* [REQUIRED ACTIONS]
(1) In the account of the skirmish at Moore's Corners, write out again the part that opens with the words containing "Hardly had the" and closes with "all well armed.", switching "muskets" to "rifles".
(2) List every item the account of the skirmish at Moore's Corners says the rebels abandoned, along with the quantity given for each.

* [EXTRACTED TEXT]
Hardly had the invaders crossed the border when they encountered at Moore's Corners a body of the Missisquoi Volunteers, under the command of Captain Kemp, who were acting as escort to a convoy of arms and ammunition. Having received warning of the coming of the insurgents, Kemp had sent out messengers through the countryside to rouse the loyalist population. To these as they arrived he served out the muskets in his wagons. And when the rebels appeared, about eight o'clock at night, he had a force at his disposal of at least three hundred men, all well armed.
There is reason for believing that Kemp might have succeeded in ambushing the advancing force, had not some of his men, untrained volunteers with muskets in their hands for the first time, opened fire prematurely. The rebels returned the fire, and a fusillade continued for ten or fifteen minutes. But the rebels, on perceiving that they had met a superior force, retired in great haste, leaving behind them one dead and two wounded. One of the wounded was Bouchette, who had been in command of the advance-guard. The rebels abandoned also their two field-pieces, about forty stand of arms, five kegs of gunpowder, and six boxes of ball-cartridge, as well as two standards. Among the loyalists there were no casualties whatever. Only three of the rebels were taken prisoner besides the two wounded, a fact which Kemp explained by several factors—the undisciplined state of the loyalists, the darkness of the night, the vicinity of woods, and the proximity of the boundary-line, beyond which he did not allow the pursuit to go. The 'battle' of Moore's Corners was in truth an excellent farce; but there is no doubt that it prevented what might have been a more serious encounter had the rebel column reached the neighbourhood of St Johns, where many of the Patriotes were in readiness to join them.

* [DATA EXTRACT]
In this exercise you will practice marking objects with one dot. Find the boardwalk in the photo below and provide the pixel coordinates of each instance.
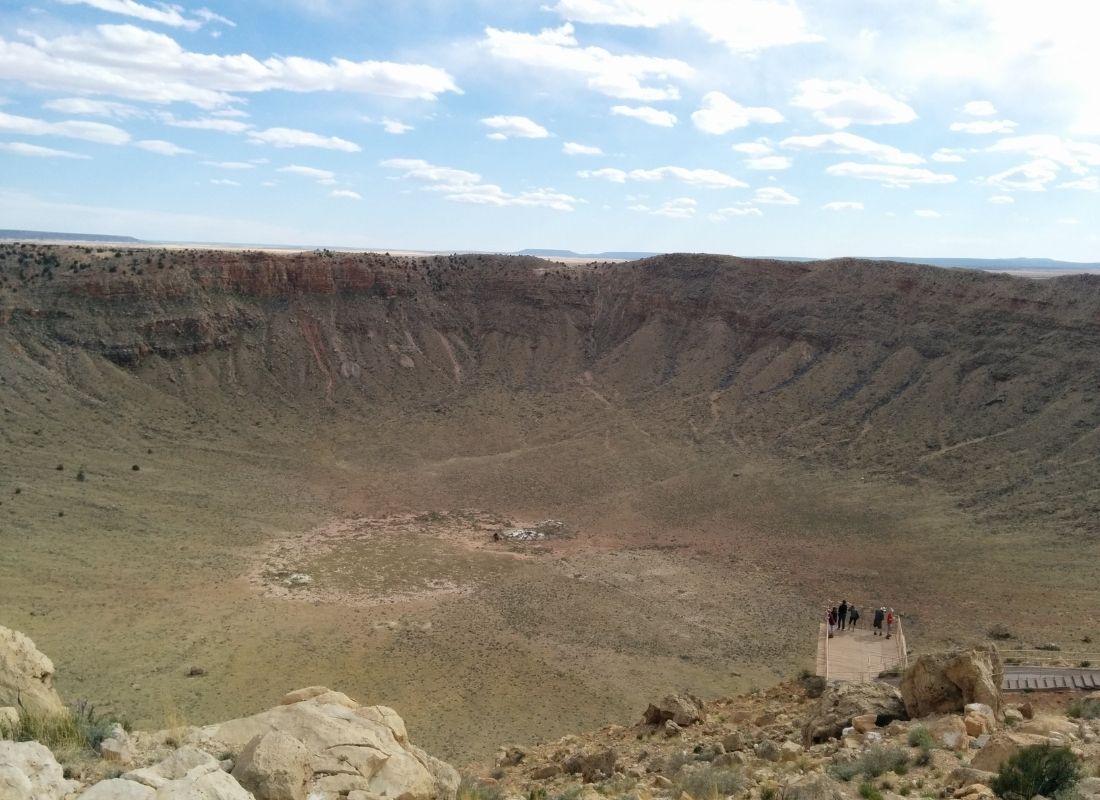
(857, 655)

* [ANSWERS TO THE TASKS]
(1)
Hardly had the invaders crossed the border when they encountered at Moore's Corners a body of the Missisquoi Volunteers, under the command of Captain Kemp, who were acting as escort to a convoy of arms and ammunition. Having received warning of the coming of the insurgents, Kemp had sent out messengers through the countryside to rouse the loyalist population. To these as they arrived he served out the rifles in his wagons. And when the rebels appeared, about eight o'clock at night, he had a force at his disposal of at least three hundred men, all well armed.

(2)
- two field-pieces
- about forty stand of arms
- five kegs of gunpowder
- six boxes of ball-cartridge
- two standards